── Dataset records ──

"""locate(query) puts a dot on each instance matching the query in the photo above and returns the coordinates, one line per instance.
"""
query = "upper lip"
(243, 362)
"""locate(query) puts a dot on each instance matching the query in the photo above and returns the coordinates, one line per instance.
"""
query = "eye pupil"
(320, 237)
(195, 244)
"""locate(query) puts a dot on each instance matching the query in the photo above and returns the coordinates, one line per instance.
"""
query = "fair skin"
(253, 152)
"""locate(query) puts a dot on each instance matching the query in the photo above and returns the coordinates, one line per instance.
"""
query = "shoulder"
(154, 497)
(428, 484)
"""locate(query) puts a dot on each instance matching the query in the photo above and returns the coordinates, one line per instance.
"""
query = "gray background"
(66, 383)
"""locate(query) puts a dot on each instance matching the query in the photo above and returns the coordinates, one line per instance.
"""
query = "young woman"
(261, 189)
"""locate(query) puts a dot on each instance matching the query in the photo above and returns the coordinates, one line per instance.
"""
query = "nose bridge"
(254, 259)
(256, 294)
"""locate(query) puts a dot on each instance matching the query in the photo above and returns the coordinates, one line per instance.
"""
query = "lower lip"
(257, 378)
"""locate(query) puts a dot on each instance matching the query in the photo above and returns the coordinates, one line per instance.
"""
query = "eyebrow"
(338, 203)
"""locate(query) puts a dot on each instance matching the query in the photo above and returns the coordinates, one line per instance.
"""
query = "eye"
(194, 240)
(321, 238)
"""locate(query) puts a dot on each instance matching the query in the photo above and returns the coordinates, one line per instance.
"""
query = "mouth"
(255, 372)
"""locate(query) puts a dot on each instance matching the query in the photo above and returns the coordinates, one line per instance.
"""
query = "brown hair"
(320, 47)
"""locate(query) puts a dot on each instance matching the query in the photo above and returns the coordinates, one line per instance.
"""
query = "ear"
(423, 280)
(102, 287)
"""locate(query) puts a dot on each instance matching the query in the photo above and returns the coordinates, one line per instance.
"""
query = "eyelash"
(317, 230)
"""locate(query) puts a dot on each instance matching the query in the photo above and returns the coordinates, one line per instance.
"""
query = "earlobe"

───

» Exercise requirements
Quote each line of the data above exactly as written.

» Exercise answer
"""locate(query) puts a dot on each instance matching the query in the photo above and returns the coordinates, one line per instance.
"""
query = "upper lip"
(243, 362)
"""locate(query) puts a dot on each instance matching the query in the photo above and returns the coordinates, one line per instance.
"""
query = "eye pupil"
(320, 237)
(195, 244)
"""locate(query) puts a dot on each instance matching the query in the photo above and returns the coordinates, one line per instance.
"""
query = "fair skin"
(253, 152)
"""locate(query) puts a dot on each instance matching the query in the photo above and returns the coordinates, one line per instance.
"""
query = "shoulder"
(154, 497)
(428, 484)
"""locate(query) puts a dot on each instance matching the query in the photo above and returns the coordinates, one line per instance.
"""
query = "gray background"
(66, 383)
"""locate(query) puts a dot on each instance matching the query in the photo above and returns the coordinates, one line per instance.
"""
query = "young woman"
(261, 189)
"""locate(query) puts a dot on each instance matching the query in the photo above and returns the coordinates, one line per instance.
"""
query = "nose bridge"
(254, 259)
(256, 294)
"""locate(query) puts a dot on each instance matching the query in the photo above and returns the coordinates, one line per instance.
"""
query = "lower lip"
(257, 378)
"""locate(query) puts a dot on each instance matching the query in the photo above and returns the coordinates, one line per instance.
"""
query = "eyebrow"
(338, 203)
"""locate(query) puts a dot on each instance matching the query in the photo above and returns the coordinates, one line per instance.
"""
query = "eye"
(194, 240)
(321, 238)
"""locate(query) puts a dot on each instance matching the query in the photo above and returns the coordinates, one line per instance.
"""
query = "mouth"
(255, 372)
"""locate(query) puts a dot on each instance matching the query in the photo above and returns the coordinates, one line per instance.
"""
query = "brown hair"
(320, 47)
"""locate(query) puts a dot on each instance matching the query in the photo above and returns the coordinates, one line per instance.
"""
query = "ear"
(423, 280)
(102, 287)
"""locate(query) puts a dot on each instance matching the query in the photo above and returns the coordinates, one line per instance.
"""
query = "eyelash"
(317, 230)
"""locate(query) puts a dot on each instance matching the query in the photo above and returns the coordinates, one line per instance.
"""
query = "earlobe"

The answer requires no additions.